TASK BRIEF>
Could you put every line of the entries below into a JSON list of strings, one string per line, with blank lines left out?

Stored data entries
################
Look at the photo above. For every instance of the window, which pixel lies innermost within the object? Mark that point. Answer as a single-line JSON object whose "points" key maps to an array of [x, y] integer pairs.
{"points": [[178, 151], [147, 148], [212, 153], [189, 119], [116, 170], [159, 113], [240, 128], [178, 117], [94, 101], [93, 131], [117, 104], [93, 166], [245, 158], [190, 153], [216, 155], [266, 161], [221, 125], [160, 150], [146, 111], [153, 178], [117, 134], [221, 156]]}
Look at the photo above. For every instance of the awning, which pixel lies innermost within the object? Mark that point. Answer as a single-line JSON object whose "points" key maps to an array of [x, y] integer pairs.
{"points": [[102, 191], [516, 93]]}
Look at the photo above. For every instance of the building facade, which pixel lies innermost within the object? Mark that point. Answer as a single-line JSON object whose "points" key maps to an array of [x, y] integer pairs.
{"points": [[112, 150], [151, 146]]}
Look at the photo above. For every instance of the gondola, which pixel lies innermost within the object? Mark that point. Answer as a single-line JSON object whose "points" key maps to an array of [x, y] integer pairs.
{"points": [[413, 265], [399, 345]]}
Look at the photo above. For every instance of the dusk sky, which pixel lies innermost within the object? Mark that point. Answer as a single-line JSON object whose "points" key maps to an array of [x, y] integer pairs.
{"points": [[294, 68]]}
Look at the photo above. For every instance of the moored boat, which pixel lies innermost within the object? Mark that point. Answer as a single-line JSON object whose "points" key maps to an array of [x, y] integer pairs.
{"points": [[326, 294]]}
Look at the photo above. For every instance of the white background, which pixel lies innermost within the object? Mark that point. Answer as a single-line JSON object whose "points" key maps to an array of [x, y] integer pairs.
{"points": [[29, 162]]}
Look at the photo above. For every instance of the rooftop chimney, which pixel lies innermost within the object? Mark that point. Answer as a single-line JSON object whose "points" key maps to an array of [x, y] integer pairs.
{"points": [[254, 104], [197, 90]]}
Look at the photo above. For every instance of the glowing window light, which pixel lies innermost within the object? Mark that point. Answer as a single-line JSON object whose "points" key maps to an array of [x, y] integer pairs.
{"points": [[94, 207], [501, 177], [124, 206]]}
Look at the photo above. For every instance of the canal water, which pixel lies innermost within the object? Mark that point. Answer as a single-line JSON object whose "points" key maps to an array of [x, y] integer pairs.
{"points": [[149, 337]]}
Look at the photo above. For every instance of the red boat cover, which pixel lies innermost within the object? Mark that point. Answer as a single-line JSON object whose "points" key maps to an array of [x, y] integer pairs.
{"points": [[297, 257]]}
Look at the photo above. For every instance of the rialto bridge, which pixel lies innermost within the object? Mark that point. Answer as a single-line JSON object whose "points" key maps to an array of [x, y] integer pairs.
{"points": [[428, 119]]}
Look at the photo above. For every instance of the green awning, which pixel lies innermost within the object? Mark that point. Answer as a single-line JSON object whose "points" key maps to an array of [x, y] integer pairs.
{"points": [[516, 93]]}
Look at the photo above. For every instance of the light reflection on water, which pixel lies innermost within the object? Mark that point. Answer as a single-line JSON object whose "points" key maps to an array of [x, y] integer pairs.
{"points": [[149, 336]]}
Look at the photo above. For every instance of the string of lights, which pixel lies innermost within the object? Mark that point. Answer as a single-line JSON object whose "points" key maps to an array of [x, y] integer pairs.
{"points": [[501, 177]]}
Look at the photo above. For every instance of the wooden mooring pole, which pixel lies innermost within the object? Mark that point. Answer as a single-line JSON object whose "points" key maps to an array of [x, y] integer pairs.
################
CORRECT OUTPUT>
[
  "Look at the photo above. For every instance of the window, which pixel lies innermost within the object? Mark that point. Answer as a single-line JSON object whose \"points\" key maps to an array of [x, y] integer pairs.",
  "{\"points\": [[178, 151], [147, 148], [212, 153], [189, 119], [116, 170], [159, 113], [240, 128], [178, 117], [94, 101], [93, 131], [117, 104], [93, 166], [245, 158], [190, 153], [216, 155], [266, 161], [221, 125], [160, 150], [146, 111], [153, 178], [117, 134], [221, 156]]}",
  "Look at the photo above. For every instance of the awning, which pixel lies innermost within the object? Mark that point. Answer as a single-line JSON object whose \"points\" key maps to an array of [x, y] integer pairs.",
  "{\"points\": [[102, 191], [516, 93]]}",
  "Look at the photo above. For every instance of the building facade, which pixel lies innermost within the object? Mark that point. Answer as a single-line JSON object whose \"points\" key maps to an array of [x, y] integer pairs.",
  "{\"points\": [[112, 150], [151, 146]]}",
  "Look at the photo above. For every instance of the gondola, which pixel lies innermost within the object? Mark that point. Answer as a single-line JSON object whose \"points\" key maps to an array of [x, y] integer pairs.",
  "{\"points\": [[413, 265], [399, 345]]}",
  "Look at the photo above. For every instance of the dusk sky, which pixel lies innermost within the object? Mark that point. Answer as a single-line JSON object whose \"points\" key maps to an array of [x, y] integer pairs.",
  "{\"points\": [[294, 68]]}",
  "Look at the photo above. For every instance of the moored boat, which pixel lies innermost within the object? Mark that point. Answer as a single-line JSON object whose \"points\" key maps to an array of [x, y] integer pairs.",
  "{\"points\": [[326, 294]]}",
  "Look at the photo above. For every instance of the white background, which pixel lies innermost within the object? Mark that point. Answer as a single-line JSON object whose \"points\" key maps to an array of [x, y] integer pairs.",
  "{\"points\": [[29, 162]]}",
  "Look at the photo above. For every instance of the rooftop chimney, which pixel lies innermost within the object? Mark that point. Answer as a single-line JSON object whose \"points\" key maps to an array of [x, y] integer pairs.",
  "{\"points\": [[254, 104], [197, 90]]}",
  "Look at the photo above. For every instance of the glowing window light, which pixel lies innermost within the object? Mark that point. Answer as a single-line JSON object whose \"points\" key maps to an array of [x, y] integer pairs.",
  "{\"points\": [[94, 207], [501, 177], [124, 206]]}",
  "Look at the photo above. For every instance of the canal water, which pixel lies innermost within the object? Mark that point. Answer as a single-line JSON object whose \"points\" key maps to an array of [x, y] integer pairs.",
  "{\"points\": [[149, 337]]}",
  "Look at the photo above. For every instance of the red boat cover, which pixel lies innermost within the object? Mark that point. Answer as a single-line JSON object whose \"points\" key maps to an array of [x, y] integer pairs.",
  "{\"points\": [[297, 257]]}",
  "Look at the photo above. For every instance of the rialto bridge, which pixel lies innermost within the object? Mark that point. Answer as a single-line JSON object whose \"points\" key maps to an array of [x, y] integer pairs.",
  "{\"points\": [[428, 119]]}",
  "Look at the photo above. For every instance of the green awning, which pixel lies innermost within the object? Mark that point. Answer as a single-line JSON object whose \"points\" key maps to an array of [x, y] integer pairs.",
  "{\"points\": [[516, 93]]}",
  "Look at the photo above. For every instance of the light reflection on water, which pixel lies innermost within the object? Mark that point. Answer as a single-line JSON object whose \"points\" key maps to an array of [x, y] integer pairs.",
  "{\"points\": [[149, 336]]}",
  "Look at the photo above. For every instance of the string of lights, which pixel lies innermost within the object? Mark that point. Answer as a single-line JSON object whose \"points\" key maps to an array of [x, y] integer pairs.",
  "{\"points\": [[501, 177]]}",
  "Look at the photo above. For every instance of the wooden mooring pole, which pixel lies innermost within the object? Mark that point. Answer as a single-line JSON object whose \"points\" key maps to an array of [x, y] integer pairs."
]